◆ Passage provided ◆
Protest and hope in Journal Safar
The new issue of Safar is themed ‘Networks’, and it’s their most political and radical so far. Anger at injustice flows through the magazine with a propulsive force that runs from one story to the next, bursting out in occasionally unexpected places. For example there’s a fascinating story on spiders’ webs, which uses their strength, flexibility and “sensorial capability” as a metaphor to better understand the networked supply chains of our own food system.
The message seems simple enough at first – a spider’s web allows the spider to feed itself by catching flies, but it also provides other functions too, all experienced intimately by the spider. By contrast, as modern humans living in a globalised society, we have constructed a vast structure that allows us to feed ourselves, but in doing so we have alienated ourselves from the forces actually creating the food. It’s a compelling argument, but the real power comes when writer Amanny Asell Ahmad shows the result of this willing distancing, in the oppression of people in places like Palestine, Yemen, and Central and South America. She refers to herself as a Palestinian ‘fellaha’, which I think means peasant farmer, and from that perspective she sounds the alarm for the unsustainable path we’re on:
“When we begin to truly understand and visualize ourselves as we could exist, that is, points of connection in a web whose tensile strength could potentially be infallible, we see that all of the fractures in relationship between ourselves and everything else of this earth, are leading to the inverse of a web of incredible strength, instead creating a web of fractures, a most unsustainable future, to say the least.”

◆ Task instructions ◆
1. According to the Safar review, what is the theme of the magazine's new issue?
2. Carry on the Safar review, starting right after the last sentence given.
The rows that come next were taken from a separate source and are unrelated to the Safar review.

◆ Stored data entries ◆
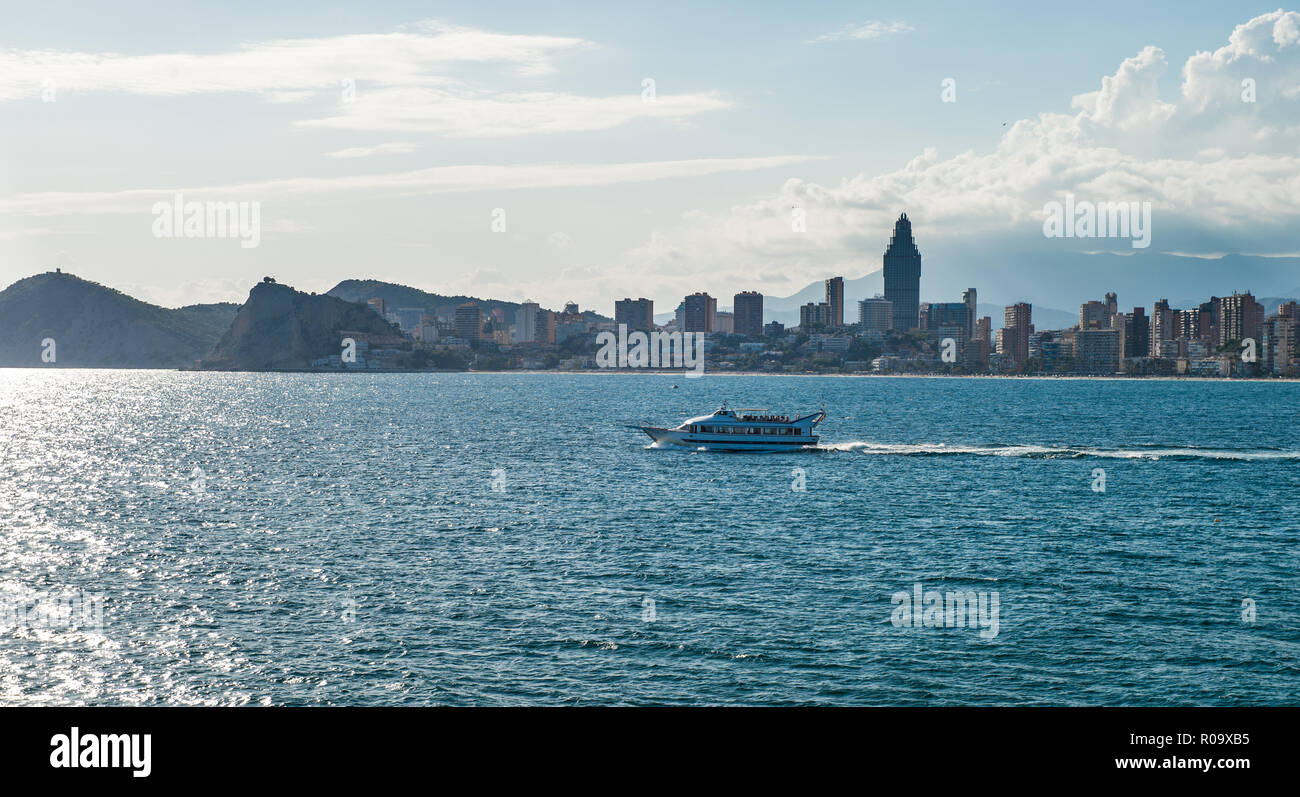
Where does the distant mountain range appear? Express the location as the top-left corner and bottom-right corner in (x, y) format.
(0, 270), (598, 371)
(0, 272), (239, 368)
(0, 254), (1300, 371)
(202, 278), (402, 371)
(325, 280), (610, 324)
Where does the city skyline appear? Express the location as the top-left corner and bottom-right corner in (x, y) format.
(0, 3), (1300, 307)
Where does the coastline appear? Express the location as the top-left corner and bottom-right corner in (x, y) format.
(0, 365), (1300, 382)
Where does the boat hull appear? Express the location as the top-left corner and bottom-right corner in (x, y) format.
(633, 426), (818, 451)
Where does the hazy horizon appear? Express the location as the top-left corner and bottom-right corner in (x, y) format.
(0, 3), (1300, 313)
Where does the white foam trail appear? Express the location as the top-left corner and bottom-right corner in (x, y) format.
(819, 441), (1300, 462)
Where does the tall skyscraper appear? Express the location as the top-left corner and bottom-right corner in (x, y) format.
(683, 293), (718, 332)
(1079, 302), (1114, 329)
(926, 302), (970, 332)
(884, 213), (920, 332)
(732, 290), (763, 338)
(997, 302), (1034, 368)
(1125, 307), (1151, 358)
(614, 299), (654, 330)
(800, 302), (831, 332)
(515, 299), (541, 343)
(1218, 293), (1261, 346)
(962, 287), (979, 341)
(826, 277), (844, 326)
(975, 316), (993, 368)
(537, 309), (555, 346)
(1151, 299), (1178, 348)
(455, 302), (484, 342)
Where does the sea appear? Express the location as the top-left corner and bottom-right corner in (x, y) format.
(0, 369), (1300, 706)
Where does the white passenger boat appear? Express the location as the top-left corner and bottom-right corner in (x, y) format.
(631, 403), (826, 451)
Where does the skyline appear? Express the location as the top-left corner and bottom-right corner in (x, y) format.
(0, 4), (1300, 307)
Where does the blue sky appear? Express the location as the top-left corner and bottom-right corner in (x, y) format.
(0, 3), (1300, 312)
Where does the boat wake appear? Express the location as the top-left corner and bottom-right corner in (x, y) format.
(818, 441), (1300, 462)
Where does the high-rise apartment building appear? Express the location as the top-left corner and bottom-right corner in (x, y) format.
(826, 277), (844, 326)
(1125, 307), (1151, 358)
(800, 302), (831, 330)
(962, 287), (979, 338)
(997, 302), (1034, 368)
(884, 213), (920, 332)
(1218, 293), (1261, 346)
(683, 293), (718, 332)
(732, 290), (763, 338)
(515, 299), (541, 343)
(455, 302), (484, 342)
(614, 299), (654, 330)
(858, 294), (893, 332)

◆ Answers to the exercise ◆
1. The new issue is themed ‘Networks’.

2.
Her response is to return to the earth, communing with nature as a way of slowly creating a structure strong enough to weather the coming storm. It’s ultimately a constructive and carefully hopeful conclusion, and it made me realise that while there are several stories in the issue about protest and rebellion, there’s no overarching sense of optimism or pessimism; each story is defined by its own unique conditions, and so comes with its own sense of hope or hopelessness. The following three stories run in an unbroken thread through the magazine from page 42 to page 93, showcasing three very different experiences of radical protest in different parts of the world.
First published in Real Review in Autumn 2020, this story looks back at the movement protesting for democracy in Hong Kong, and associates it with a growing interest in New Age healing: “If New Age is about pushing one’s body to open up to its full sensorium, then the protests did something to that effect as well. It isn’t about who are Hong Kong people or what is Hong Kong, but… it is about ‘remain[ing] faithful to what is yet to come.’”
Meditative and reflective, this piece published in Safar now carries with it the sadness of a protest movement that has been defeated, crushed by the enactment of China’s National Security Law and the arrival of the pandemic. The photography, video stills and illustration have the quality of archival materials, looking back on a brave but ultimately futile attempt to fight back against a much bigger opponent.
Following directly from that story is a piece that delves into a literal archive, in the form of New York’s Interference Archive, where, “thousands of colorful posters, zines, books, t-shirts, fliers, pins, buttons, stickers, and other forms of cultural ephemera take over the shelves of a brightly lit space in Park Slope, Brooklyn, telling the story of radical political movements from the past 60 years.”
Three volunteers select items from the archive and explain the reasons behind their selections, and despite the fact that many of the pieces are from the 1960s and 70s, they feel somehow more alive than the shots from Hong Kong. That’s probably because issues of racism, inequality and police brutality are still very real problems being grappled with today, but I think it’s also partly thanks to the mix of humour and indignation seen in so many of the materials, which have clearly been designed to grab the reader’s attention and communicate their message quickly and clearly.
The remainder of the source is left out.